Before last summer, Ferguson was just one more patch in the crowded quilt of towns that make up St. Louis County – a mixed-race, working-class community of about 21,000 people on six square miles of unremarkable urban landscape northwest of St. Louis.
Today, to America and to the world, the word “Ferguson” means far more than that. The fury that ripped through the small city in the summer and fall of 2014 inaugurated a national debate about police tactics against African-Americans that continues a year later. Ferguson now dwells on an exclusive list of locales – Little Rock, Selma, Watts – that have lent their names to key chapters in the sprawling tale of race in America.
The story of how Ferguson went from a city to a symbol began with a midday confrontation between two people on a street. Exactly what happened between Michael Brown Jr. and Darren Wilson one year ago Aug. 9 may be forever controversial. What resulted – an unarmed black man lying dead at the feet of a white police officer – provided a blueprint for outrage in other police-related deaths of unarmed black males in New York, Cleveland, Baltimore and South Carolina.
The Ferguson riots came in two waves: in August 2014, immediately after the fatal shooting of Brown, an 18-year-old African-American Ferguson resident, by Wilson, a 28-year-old white Ferguson police officer; and again in late November, after a grand jury declined to criminally charge Wilson in Brown’s death.
All told, it resulted in a dozen nights of violence, dozens of injuries, hundreds of arrests and millions of dollars in property damage. Perhaps miraculously, there were no additional deaths.
By the time it was over, it had added a twist to America’s intractable discussion about race, with a new focus on police militarization. It revealed how cities use traffic fines and court policies as mallets against their most vulnerable citizens. It underlined the idea that a police force should reflect the cultural makeup of its community, and drove home the reality of how often it doesn’t.

Source material >>
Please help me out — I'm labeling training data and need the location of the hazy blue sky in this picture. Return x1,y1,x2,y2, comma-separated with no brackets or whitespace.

Work instructions >>
a - Please copy the Ferguson passage word for word, starting at the words "The Ferguson riots" and ending after "no additional deaths.".
b - Resume the Ferguson passage, carrying on from its last sentence.
The listing is not needed for any of this.

Task-by-task outputs >>
a -
The Ferguson riots came in two waves: in August 2014, immediately after the fatal shooting of Brown, an 18-year-old African-American Ferguson resident, by Wilson, a 28-year-old white Ferguson police officer; and again in late November, after a grand jury declined to criminally charge Wilson in Brown’s death.
All told, it resulted in a dozen nights of violence, dozens of injuries, hundreds of arrests and millions of dollars in property damage. Perhaps miraculously, there were no additional deaths.

b -
It validated the principle that, as syndicated columnist Eugene Robinson put it, “policing is something that should be done with a community, not to it.”
As with most epic conflicts, Ferguson engendered some myth-making. Most notably, it fostered a devastating new civil rights slogan – “Hands up, don’t shoot!” – that a U.S. Department of Justice report would later determine was based on a fiction.
But the shooting alerted a sobered nation to some broader truths about police-minority relations in an era that not so long ago was being smugly declared “post-racial.”
“It really pulled the covers back on how people of color have been treated for years” by police, says Miranda Jones, vice president of the Better Family Life Neighborhood Resource Center, a nonprofit community service organization based in Ferguson. “It was a national wake-up call.”
Aug. 9, 2014, a Saturday, was overcast and mild in Ferguson, with temperatures hovering in the mid-70s as noon approached. Brown and Dorian Johnson, 22, were walking down the middle of the 2900 block of Canfield Drive, a curving residential street that snakes through the Canfield Green apartment complex.
Wilson, who had been on the Ferguson police force for five years, pulled up in his SUV squad car and told the pair to move off the street. They ignored the order. It was then, Wilson would later say, that he realized they might be suspects in the theft of a package of cigars that had been reported from a nearby liquor store minutes earlier.
At 12:02 p.m., Wilson radioed in: “Put me on Canfield with two,” meaning two suspects. “And send me another car.”
By the time the backup arrived, less than two minutes later, Brown lay dead in the middle of Canfield, with six bullets in his body from Wilson’s gun.
There was dispute from the beginning about what happened. Some witnesses claimed Wilson killed Brown as he was attempting to surrender, literally with his hands up. But the Department of Justice report would ultimately conclude that Brown attacked the officer, tried to take his weapon and was charging at him when Wilson shot him in self-defense.
“While credible witnesses gave varying accounts of exactly what Brown was doing with his hands as he moved toward Wilson … they all establish that Brown was moving toward Wilson when Wilson shot him,” the report said.
Within hours of the shooting, residents had set up a makeshift memorial and launched protests at the site. The protests continued peacefully through the day Sunday.
Then, with nightfall, they morphed into full-fledged rioting – the first of 10 consecutive nights of unrest – with two police injuries, 32 arrested, several businesses looted and one gutted by fire.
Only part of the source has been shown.